Recast the part of the records that opens with the line containing "the lit window" and runs through the end of the records as a Markdown table. Use the columns Number and Record line, give each line its own row, and leave out blank lines.

— START LISTED RECORDS —

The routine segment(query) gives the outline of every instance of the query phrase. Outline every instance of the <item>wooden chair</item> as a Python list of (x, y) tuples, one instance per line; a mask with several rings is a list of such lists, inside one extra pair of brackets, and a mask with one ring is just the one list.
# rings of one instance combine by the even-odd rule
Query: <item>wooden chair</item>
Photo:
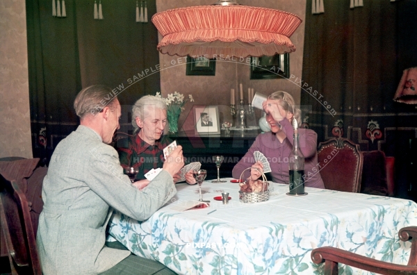
[(42, 274), (26, 196), (0, 175), (0, 214), (13, 274)]
[(407, 265), (383, 262), (329, 247), (313, 249), (311, 251), (311, 260), (316, 264), (325, 262), (324, 275), (337, 275), (339, 262), (379, 274), (417, 274), (417, 226), (404, 227), (400, 230), (398, 236), (403, 242), (411, 239), (410, 258)]
[(358, 144), (337, 138), (320, 142), (317, 153), (320, 174), (326, 189), (361, 191), (363, 156)]

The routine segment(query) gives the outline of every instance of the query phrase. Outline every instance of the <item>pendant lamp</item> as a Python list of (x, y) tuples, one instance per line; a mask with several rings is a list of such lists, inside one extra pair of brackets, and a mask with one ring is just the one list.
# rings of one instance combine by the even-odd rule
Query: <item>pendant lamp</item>
[(293, 13), (239, 5), (236, 0), (176, 8), (152, 19), (163, 38), (158, 51), (170, 56), (273, 56), (291, 53), (290, 37), (302, 22)]

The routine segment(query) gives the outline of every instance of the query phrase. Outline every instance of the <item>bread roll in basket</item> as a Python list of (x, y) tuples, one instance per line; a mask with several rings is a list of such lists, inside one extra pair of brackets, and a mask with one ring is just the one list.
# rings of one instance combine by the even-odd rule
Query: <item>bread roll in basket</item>
[(239, 183), (240, 190), (239, 190), (239, 200), (240, 202), (253, 203), (256, 202), (265, 201), (269, 199), (268, 188), (270, 183), (266, 180), (266, 176), (258, 168), (249, 167), (246, 168), (240, 174), (240, 182), (242, 182), (242, 176), (247, 169), (256, 169), (262, 175), (262, 180), (258, 179), (252, 181), (250, 176), (246, 179), (244, 183)]

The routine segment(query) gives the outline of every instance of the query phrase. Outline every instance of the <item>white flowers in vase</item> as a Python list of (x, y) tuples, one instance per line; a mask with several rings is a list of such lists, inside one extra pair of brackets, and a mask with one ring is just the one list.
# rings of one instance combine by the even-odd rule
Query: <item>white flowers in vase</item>
[(167, 98), (163, 98), (160, 92), (157, 92), (156, 97), (165, 99), (167, 104), (167, 117), (168, 119), (168, 126), (170, 127), (170, 133), (178, 133), (178, 119), (181, 112), (185, 110), (184, 104), (190, 100), (194, 102), (192, 94), (188, 94), (188, 98), (184, 100), (184, 95), (178, 92), (174, 92), (172, 94), (168, 94)]

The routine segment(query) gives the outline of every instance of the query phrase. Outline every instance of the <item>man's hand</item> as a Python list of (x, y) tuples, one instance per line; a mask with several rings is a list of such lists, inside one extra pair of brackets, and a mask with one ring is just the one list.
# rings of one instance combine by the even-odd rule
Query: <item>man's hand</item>
[(141, 190), (149, 184), (150, 181), (149, 180), (141, 180), (137, 181), (132, 183), (132, 185), (138, 188), (138, 190)]
[[(263, 173), (263, 165), (262, 165), (262, 162), (257, 162), (252, 166), (252, 169), (250, 169), (250, 179), (256, 181), (259, 178), (261, 172)], [(261, 172), (254, 168), (258, 168)]]
[(172, 177), (174, 178), (174, 183), (177, 183), (178, 181), (181, 179), (181, 171), (179, 171), (178, 173), (174, 175)]
[(193, 176), (193, 170), (190, 170), (187, 174), (186, 174), (186, 181), (188, 184), (197, 183), (195, 178), (194, 178), (194, 176)]
[(178, 145), (167, 157), (162, 169), (166, 170), (172, 178), (184, 166), (184, 159), (182, 154), (182, 147)]

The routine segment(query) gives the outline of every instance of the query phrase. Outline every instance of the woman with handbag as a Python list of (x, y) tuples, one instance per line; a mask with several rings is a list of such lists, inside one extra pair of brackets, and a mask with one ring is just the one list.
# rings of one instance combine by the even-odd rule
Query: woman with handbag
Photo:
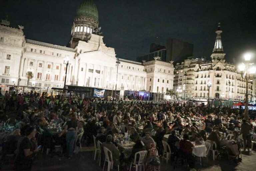
[(25, 131), (25, 136), (19, 147), (14, 162), (15, 171), (30, 171), (33, 164), (35, 154), (39, 151), (36, 143), (33, 142), (36, 132), (35, 128), (29, 127)]

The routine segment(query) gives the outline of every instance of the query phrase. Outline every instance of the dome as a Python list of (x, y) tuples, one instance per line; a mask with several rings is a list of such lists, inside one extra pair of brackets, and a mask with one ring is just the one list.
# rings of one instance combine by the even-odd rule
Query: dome
[(98, 21), (98, 10), (92, 0), (85, 0), (78, 7), (76, 17), (86, 16)]

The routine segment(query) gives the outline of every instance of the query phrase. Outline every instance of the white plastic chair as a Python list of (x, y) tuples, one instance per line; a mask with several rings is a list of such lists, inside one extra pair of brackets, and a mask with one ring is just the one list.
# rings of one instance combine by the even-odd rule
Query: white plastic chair
[(93, 142), (94, 143), (94, 149), (92, 153), (92, 157), (93, 157), (93, 159), (95, 160), (96, 159), (96, 155), (97, 154), (97, 152), (99, 150), (97, 147), (97, 144), (96, 143), (96, 137), (94, 135), (93, 135)]
[[(146, 158), (147, 153), (148, 151), (147, 150), (143, 150), (138, 151), (135, 153), (134, 160), (132, 161), (132, 162), (131, 163), (131, 166), (130, 167), (130, 171), (131, 171), (131, 169), (132, 168), (132, 166), (133, 164), (135, 165), (136, 166), (136, 171), (138, 171), (139, 167), (141, 167), (140, 170), (141, 170), (141, 167), (142, 166), (143, 166), (143, 170), (144, 171), (145, 171), (145, 165), (144, 165), (144, 160)], [(139, 161), (137, 162), (137, 155), (138, 154), (139, 155), (140, 157), (139, 158)]]
[[(108, 149), (107, 147), (104, 147), (103, 148), (104, 150), (104, 153), (105, 154), (105, 160), (104, 161), (104, 165), (103, 165), (103, 171), (104, 171), (104, 168), (105, 167), (105, 163), (106, 162), (108, 163), (108, 170), (110, 171), (110, 168), (113, 169), (113, 165), (114, 164), (114, 161), (113, 161), (113, 157), (112, 155), (112, 153), (111, 151)], [(109, 154), (110, 156), (109, 156)], [(118, 171), (119, 171), (119, 165), (118, 166)]]
[(251, 140), (252, 143), (252, 150), (253, 149), (253, 144), (256, 144), (256, 135), (251, 135)]
[[(217, 155), (218, 155), (218, 150), (216, 150), (217, 149), (217, 144), (215, 142), (213, 141), (211, 141), (210, 140), (207, 140), (206, 142), (208, 142), (211, 144), (209, 150), (212, 151), (212, 156), (213, 157), (213, 161), (214, 161), (215, 160), (215, 152), (217, 152)], [(214, 146), (215, 146), (215, 150), (213, 150)]]
[(99, 166), (100, 166), (100, 161), (101, 158), (101, 149), (100, 147), (102, 143), (98, 140), (97, 142), (97, 146), (98, 149), (99, 150), (99, 156), (98, 157), (98, 162), (99, 162)]
[(82, 139), (82, 137), (83, 137), (83, 134), (84, 134), (84, 132), (81, 132), (81, 133), (80, 133), (78, 135), (77, 135), (77, 136), (76, 136), (76, 140), (75, 141), (75, 144), (76, 144), (76, 142), (77, 141), (77, 140), (79, 140), (79, 141), (80, 141), (80, 148), (82, 148), (82, 146), (81, 146), (81, 139)]
[[(164, 154), (165, 153), (166, 153), (166, 163), (168, 163), (168, 161), (170, 159), (170, 157), (171, 156), (171, 148), (170, 147), (170, 146), (167, 143), (167, 142), (163, 140), (162, 140), (162, 143), (163, 143), (163, 145), (164, 146), (164, 151), (163, 152), (163, 157), (164, 156)], [(167, 151), (167, 148), (168, 148), (169, 152)]]
[(233, 136), (234, 136), (234, 135), (233, 134), (228, 134), (228, 135), (227, 136), (227, 139), (229, 141), (230, 141), (232, 138), (232, 137)]
[(206, 141), (205, 142), (205, 147), (206, 147), (206, 160), (208, 161), (208, 153), (210, 151), (210, 149), (211, 148), (211, 143), (209, 141)]

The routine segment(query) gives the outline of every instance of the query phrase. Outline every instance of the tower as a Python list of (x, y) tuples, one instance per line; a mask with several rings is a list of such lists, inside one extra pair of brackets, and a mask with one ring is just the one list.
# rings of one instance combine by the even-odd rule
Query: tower
[(85, 0), (78, 7), (74, 19), (68, 46), (74, 48), (79, 40), (86, 42), (99, 26), (98, 15), (93, 0)]
[(211, 57), (213, 63), (216, 63), (214, 61), (221, 61), (223, 63), (225, 62), (224, 57), (225, 56), (223, 50), (223, 46), (221, 41), (221, 37), (220, 34), (222, 32), (220, 29), (220, 23), (218, 23), (218, 30), (215, 32), (217, 34), (216, 37), (216, 40), (215, 41), (214, 48), (212, 51), (212, 54), (211, 55)]

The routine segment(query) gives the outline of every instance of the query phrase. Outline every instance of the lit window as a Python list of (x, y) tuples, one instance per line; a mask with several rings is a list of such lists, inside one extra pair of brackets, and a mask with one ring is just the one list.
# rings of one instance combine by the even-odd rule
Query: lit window
[(4, 73), (9, 74), (9, 72), (10, 72), (10, 67), (9, 66), (5, 66), (5, 68), (4, 69)]
[(9, 60), (11, 59), (11, 55), (7, 55), (7, 57), (6, 57), (6, 59)]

— END LISTED RECORDS —

### RESPONSE TO THIS TASK
| Number | Record line |
|---|---|
| 1 | The routine segment(query) gives the outline of every instance of the query phrase. Outline every instance of the lit window as a Python list of (x, y) tuples, one instance per line; a mask with several rings is a list of such lists, inside one extra pair of brackets, and a mask with one ring is just the one list. |
| 2 | # rings of one instance combine by the even-odd rule |
| 3 | Query: lit window |
| 4 | [(4, 73), (9, 74), (9, 72), (10, 72), (10, 67), (9, 66), (5, 66), (5, 68), (4, 69)] |
| 5 | [(9, 60), (11, 59), (11, 55), (7, 55), (7, 57), (6, 57), (6, 59)] |